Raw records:
__________________________________________________

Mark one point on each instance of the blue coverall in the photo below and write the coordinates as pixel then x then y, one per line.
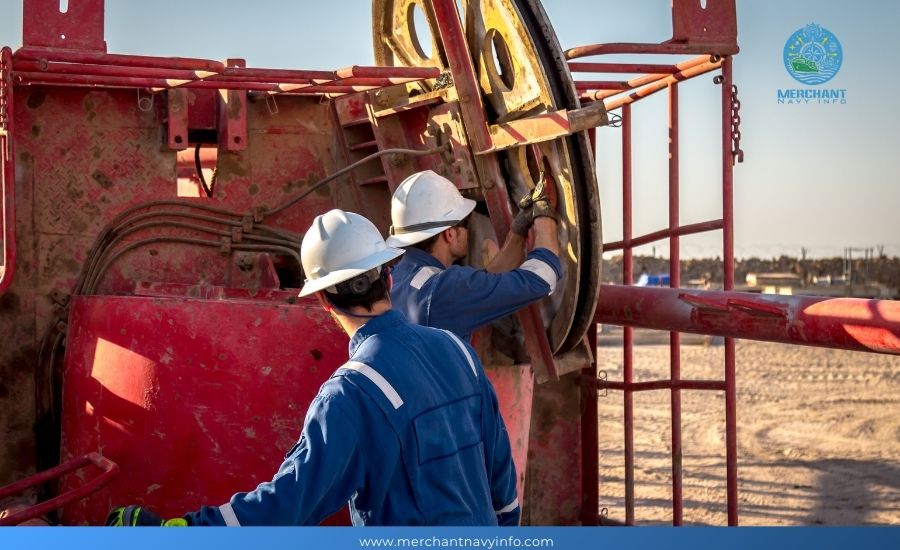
pixel 408 431
pixel 461 298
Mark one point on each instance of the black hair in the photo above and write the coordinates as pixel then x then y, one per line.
pixel 361 291
pixel 427 244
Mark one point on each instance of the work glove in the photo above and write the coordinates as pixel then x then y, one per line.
pixel 523 221
pixel 137 516
pixel 542 200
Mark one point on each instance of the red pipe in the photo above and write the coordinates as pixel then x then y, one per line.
pixel 664 233
pixel 601 85
pixel 657 85
pixel 30 78
pixel 468 90
pixel 664 48
pixel 72 56
pixel 590 441
pixel 842 323
pixel 577 67
pixel 417 73
pixel 628 345
pixel 276 75
pixel 728 273
pixel 653 385
pixel 8 161
pixel 108 470
pixel 655 77
pixel 109 70
pixel 675 282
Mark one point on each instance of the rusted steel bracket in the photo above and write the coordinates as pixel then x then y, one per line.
pixel 843 323
pixel 545 127
pixel 108 470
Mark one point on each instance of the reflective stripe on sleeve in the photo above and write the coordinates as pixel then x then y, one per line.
pixel 542 270
pixel 465 351
pixel 509 507
pixel 228 515
pixel 376 379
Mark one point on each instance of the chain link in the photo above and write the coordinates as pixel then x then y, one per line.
pixel 4 83
pixel 736 153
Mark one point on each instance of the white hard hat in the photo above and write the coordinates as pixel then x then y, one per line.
pixel 424 205
pixel 339 246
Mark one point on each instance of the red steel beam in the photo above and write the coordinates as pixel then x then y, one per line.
pixel 496 197
pixel 32 78
pixel 583 85
pixel 728 273
pixel 578 67
pixel 8 162
pixel 416 73
pixel 666 48
pixel 628 345
pixel 663 234
pixel 72 56
pixel 657 85
pixel 653 385
pixel 675 282
pixel 590 440
pixel 108 470
pixel 651 78
pixel 842 323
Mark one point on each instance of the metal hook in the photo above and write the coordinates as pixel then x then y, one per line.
pixel 271 104
pixel 145 104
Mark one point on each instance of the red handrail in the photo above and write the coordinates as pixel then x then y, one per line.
pixel 108 467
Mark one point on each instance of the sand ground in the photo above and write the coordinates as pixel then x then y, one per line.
pixel 818 436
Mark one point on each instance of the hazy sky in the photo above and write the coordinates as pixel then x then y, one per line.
pixel 822 177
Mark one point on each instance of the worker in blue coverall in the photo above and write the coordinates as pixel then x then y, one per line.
pixel 408 431
pixel 429 218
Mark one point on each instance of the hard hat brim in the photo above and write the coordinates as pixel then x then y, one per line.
pixel 407 239
pixel 370 262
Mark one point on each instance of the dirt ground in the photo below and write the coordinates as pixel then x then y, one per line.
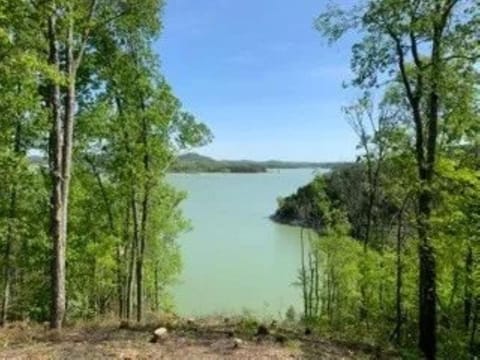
pixel 192 341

__________________________________________________

**Instructions to follow:** Rewrite all of the data above, substituting "occurrence" for every "instance" and keeping everything else unchanged. Omit the pictures from your answer.

**Complete answer:**
Mark one point on each occurrence of the blue coverall in the photo below and write the coordinates as pixel then x then y, one per line.
pixel 408 431
pixel 461 298
Mark one point on each occurrence of the black hair in the photo above and write the coordinates as pixel then x then y, one per line.
pixel 361 291
pixel 427 244
Mark one point on each occurrence of the work glove in the photo above and write the coordinates as pixel then x then y, one per line.
pixel 523 221
pixel 137 516
pixel 542 200
Mark one point on each occurrence of the red pipe in the photo above and write the coordinates as pixel then x then y, one per line.
pixel 664 233
pixel 601 85
pixel 657 85
pixel 30 78
pixel 468 90
pixel 664 48
pixel 72 56
pixel 590 441
pixel 842 323
pixel 577 67
pixel 417 73
pixel 628 345
pixel 276 75
pixel 728 273
pixel 653 385
pixel 8 161
pixel 108 470
pixel 655 77
pixel 109 70
pixel 675 282
Mark one point on each occurrence of the rusted steel bracket in the photo above and write the coordinates as pixel then x then y, one per line.
pixel 843 323
pixel 545 127
pixel 108 470
Mark one point on each occurrence of the reflective stripe on sleeve in the photo above and write the coordinates as pixel then x then y, one per line.
pixel 542 270
pixel 465 351
pixel 509 507
pixel 228 515
pixel 376 379
Mark one point on each occurrence of the chain link in the photo above and write the coordinates as pixel then x then y, one per line.
pixel 4 83
pixel 736 153
Mark one point on each occurrence of the white hard hat in the photo above and write the coordinates as pixel then x then y, one per line.
pixel 424 205
pixel 339 246
Mark one point on each occurrence of the red steel beam in the photo above and write the coordinates as pixel then x then y, one per line.
pixel 496 197
pixel 32 78
pixel 583 85
pixel 728 273
pixel 578 67
pixel 8 162
pixel 416 73
pixel 666 48
pixel 628 345
pixel 663 234
pixel 72 56
pixel 657 85
pixel 653 385
pixel 675 282
pixel 590 440
pixel 108 470
pixel 651 78
pixel 842 323
Mark one point on each occurrence of the metal hook in the photo above and write the coordinates as pixel then x then y, one per line.
pixel 271 104
pixel 145 104
Mark one point on each occurrence of the red handrail in the photo above and write the coordinates as pixel then x then y, one per line.
pixel 108 467
Mark one point on each occurrence of the sand ground in the photo above and write the coordinates as pixel then x then y, one per line.
pixel 818 436
Mark one point on each occurrence of the hazy sky in the photo above and write the coordinates as pixel then x then y, one per line.
pixel 822 177
Mark one point on each occurrence of the worker in blue coverall in the photo above and write the coordinates as pixel then x then y, one per line.
pixel 408 431
pixel 429 218
Mark one point on each occurrence of the hard hat brim in the photo above and write the coordinates as pixel then x then y, one per line.
pixel 407 239
pixel 370 262
Mark one point on each occurrence of the dirt ground in the photo below and write the coordinates as pixel then x then y, one per line.
pixel 192 341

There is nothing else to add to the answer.